▸ **Extracted text**:
First of all, I would like to thank AMD for providing the review kit (CPU, Asus motherboard and liquid cooling) G.Skill for providing a RipjawsX DDR3 memory kit, and Links for their continuous support.

The very codename for this architecture, Bulldozer, pretentious in its every way, indicated something big is coming from AMD. Something with overwhelming power, bulldozing its way to the top of the chain. The first processor architecture developed from ground up, after the Kx series, starting with K7 back in the 1999, to not so distant past and the latest successor, K10.5 and Thuban hexa core processor. In original plans, the first processor based on Bulldozer architecture was due to come out by the end of 2009, but numerous delays in development set the plan back by a year, to end of 2010. And we all know how that went, we were just introduced with upcoming Istanbul and its desktop derivate Thuban hexa core processors, still based on the same K10.5 architecture used with Deneb cores. If it were to come out a year ago, it would have made a noticeable impact, and maybe it would have justified its architecture codename – Bulldozer.
But AMD missed its train, again, and Bulldozer is thrown into the market, in a very undesirable time frame, between Intel's latest LGA1155 platform and Sandy Bridge processors, up until now a very dominating and widespread platform among all group of users, and on the other side, a Sandy Bridge-E heavy duty performance platform which will even in its weakest SKU outperform AMD's top offering. I'm sure many, if not all of you already read some of reviews of AMD's FX-8150 processor and are aware of the disappointment it left with reviewers and general public.

There's a double edge situation in late reviewing the product, after reading everyone else's work, and opinions. On one side, it's harder to approach the product reviewed with objective state of mind, and on the other hand, there's a certain motivation to find something everyone else missed, or at least round up all of the testing methods and aspects on one table, and come to an undeniable conclusion. But before we go and bench the hell out of the fastest FX comebacker we have to go through the architecture so we can get a better grasp of the performance numbers later on and what they mean.

Packaging and Contents


A standard review set was delivered by AMD for review, consisting of ASUS Crosshair V Formula motherboard (AMD 990FX chipset), AMD FX-8150 processor in retail packaging and as a separate part an AMD liquid cooler solution was delivered for better overclocking experience.

The FX-8150 retail package includes a short installation manual, FX-8150 case-badge, AMD-certified aluminum heatsink with optional liquid cooler package also available, and of course the processor itself. AMD offers a 3-year warranty for all retail processors, including this one.

▸ **Supplied material**:
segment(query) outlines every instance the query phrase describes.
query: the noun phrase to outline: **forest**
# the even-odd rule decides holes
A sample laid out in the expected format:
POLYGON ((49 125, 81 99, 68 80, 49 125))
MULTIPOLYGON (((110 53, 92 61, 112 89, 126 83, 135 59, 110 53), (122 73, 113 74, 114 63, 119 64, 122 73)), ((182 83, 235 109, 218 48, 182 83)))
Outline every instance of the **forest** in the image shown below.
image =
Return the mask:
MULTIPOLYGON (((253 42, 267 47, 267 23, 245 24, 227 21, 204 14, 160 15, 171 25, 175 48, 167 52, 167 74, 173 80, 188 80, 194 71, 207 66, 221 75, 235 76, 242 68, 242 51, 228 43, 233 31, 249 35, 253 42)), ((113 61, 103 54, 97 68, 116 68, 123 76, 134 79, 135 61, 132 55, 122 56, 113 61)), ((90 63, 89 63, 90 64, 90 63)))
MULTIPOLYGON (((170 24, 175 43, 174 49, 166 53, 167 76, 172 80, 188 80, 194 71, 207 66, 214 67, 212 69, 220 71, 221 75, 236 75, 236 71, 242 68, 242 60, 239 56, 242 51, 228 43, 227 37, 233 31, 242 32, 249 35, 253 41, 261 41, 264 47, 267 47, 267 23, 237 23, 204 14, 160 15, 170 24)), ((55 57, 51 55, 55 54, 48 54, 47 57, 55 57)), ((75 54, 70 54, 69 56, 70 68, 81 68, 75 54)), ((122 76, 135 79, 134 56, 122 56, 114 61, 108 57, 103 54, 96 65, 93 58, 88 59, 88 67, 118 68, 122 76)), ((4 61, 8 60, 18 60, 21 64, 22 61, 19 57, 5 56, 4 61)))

▸ **Given instruction A**: In the FX-8150 review, why does the writer go through the architecture before benchmarking the processor? Answer in one to three sentences.
▸ **Given instruction B**: Please copy the rows word for word, everything from the first row down to the line containing "Outline every instance", with that line included.

▸ **Complete answer A**: The writer covers the Bulldozer architecture first to give a better grasp of the performance numbers that come later and what they mean.

▸ **Complete answer B**:
segment(query) outlines every instance the query phrase describes.
query: the noun phrase to outline: **forest**
# the even-odd rule decides holes
A sample laid out in the expected format:
POLYGON ((49 125, 81 99, 68 80, 49 125))
MULTIPOLYGON (((110 53, 92 61, 112 89, 126 83, 135 59, 110 53), (122 73, 113 74, 114 63, 119 64, 122 73)), ((182 83, 235 109, 218 48, 182 83)))
Outline every instance of the **forest** in the image shown below.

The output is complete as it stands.